### Exercise goal
Provide the number of lines in the entries below containing "target", with no further words.

-- Given information follows --

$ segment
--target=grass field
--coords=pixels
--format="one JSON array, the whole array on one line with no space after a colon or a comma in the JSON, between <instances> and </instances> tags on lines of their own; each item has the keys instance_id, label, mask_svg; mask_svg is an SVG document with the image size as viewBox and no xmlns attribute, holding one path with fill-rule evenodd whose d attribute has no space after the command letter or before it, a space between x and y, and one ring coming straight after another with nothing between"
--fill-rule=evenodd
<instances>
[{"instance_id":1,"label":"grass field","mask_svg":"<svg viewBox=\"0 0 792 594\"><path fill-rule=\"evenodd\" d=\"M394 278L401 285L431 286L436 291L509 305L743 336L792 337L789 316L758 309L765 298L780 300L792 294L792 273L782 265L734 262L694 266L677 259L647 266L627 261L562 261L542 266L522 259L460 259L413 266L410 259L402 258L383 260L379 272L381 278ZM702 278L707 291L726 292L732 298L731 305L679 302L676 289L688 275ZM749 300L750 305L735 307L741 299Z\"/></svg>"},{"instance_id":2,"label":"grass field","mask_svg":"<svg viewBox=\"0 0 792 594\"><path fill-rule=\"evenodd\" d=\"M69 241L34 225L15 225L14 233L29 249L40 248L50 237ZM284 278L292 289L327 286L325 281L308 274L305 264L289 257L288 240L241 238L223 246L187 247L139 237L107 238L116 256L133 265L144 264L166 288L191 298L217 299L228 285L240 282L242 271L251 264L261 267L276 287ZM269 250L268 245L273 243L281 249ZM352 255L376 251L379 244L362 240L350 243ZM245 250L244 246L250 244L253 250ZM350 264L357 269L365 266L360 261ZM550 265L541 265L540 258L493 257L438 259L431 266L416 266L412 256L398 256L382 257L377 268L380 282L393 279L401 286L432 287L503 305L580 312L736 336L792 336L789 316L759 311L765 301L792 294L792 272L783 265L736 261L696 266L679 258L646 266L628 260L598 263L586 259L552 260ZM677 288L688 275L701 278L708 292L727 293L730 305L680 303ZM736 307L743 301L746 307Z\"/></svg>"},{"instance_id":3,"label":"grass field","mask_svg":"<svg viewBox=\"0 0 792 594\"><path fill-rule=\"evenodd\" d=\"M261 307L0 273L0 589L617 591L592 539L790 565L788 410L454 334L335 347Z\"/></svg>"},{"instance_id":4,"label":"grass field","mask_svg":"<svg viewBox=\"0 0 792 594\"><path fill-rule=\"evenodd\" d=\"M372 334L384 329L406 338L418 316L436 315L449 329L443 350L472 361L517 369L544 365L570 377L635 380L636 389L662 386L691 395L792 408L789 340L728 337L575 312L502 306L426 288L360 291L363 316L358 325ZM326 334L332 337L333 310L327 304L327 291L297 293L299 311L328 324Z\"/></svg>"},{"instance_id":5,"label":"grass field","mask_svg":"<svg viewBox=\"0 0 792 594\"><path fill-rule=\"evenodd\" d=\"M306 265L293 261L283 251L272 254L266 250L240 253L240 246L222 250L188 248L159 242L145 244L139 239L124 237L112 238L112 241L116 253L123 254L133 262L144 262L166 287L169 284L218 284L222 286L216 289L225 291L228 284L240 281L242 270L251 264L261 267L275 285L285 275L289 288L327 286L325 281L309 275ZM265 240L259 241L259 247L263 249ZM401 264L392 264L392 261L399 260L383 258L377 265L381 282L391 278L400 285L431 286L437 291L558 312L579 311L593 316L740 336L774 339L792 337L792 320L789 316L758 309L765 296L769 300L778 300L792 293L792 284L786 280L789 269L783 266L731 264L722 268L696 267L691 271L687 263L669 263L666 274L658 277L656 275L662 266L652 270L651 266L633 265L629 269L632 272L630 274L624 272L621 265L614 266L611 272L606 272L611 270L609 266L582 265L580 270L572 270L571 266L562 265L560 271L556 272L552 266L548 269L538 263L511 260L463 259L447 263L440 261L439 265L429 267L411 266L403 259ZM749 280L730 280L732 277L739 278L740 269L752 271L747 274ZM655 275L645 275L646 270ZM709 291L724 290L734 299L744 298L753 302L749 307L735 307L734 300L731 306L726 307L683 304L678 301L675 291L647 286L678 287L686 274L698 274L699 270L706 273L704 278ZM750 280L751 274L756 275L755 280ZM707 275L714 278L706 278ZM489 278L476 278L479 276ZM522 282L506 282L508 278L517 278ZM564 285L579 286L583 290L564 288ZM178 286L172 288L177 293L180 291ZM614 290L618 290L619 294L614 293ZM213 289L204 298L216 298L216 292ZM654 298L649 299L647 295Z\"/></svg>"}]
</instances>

-- Given information concluded --
-- Given information follows --

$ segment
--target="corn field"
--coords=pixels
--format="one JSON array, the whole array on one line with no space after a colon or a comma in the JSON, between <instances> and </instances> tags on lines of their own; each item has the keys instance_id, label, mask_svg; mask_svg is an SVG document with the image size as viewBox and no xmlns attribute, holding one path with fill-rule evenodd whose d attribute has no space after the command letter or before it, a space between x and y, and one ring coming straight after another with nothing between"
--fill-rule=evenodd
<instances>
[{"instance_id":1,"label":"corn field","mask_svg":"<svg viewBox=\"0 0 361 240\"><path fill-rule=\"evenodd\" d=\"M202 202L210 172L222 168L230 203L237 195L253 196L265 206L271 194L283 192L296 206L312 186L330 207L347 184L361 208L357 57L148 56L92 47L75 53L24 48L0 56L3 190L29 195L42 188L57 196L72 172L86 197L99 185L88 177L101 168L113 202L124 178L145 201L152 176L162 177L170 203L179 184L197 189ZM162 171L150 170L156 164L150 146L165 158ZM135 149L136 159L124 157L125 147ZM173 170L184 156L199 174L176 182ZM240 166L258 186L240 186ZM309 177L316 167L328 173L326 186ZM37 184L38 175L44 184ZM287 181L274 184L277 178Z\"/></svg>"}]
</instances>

-- Given information concluded --

### Answer to the exercise
2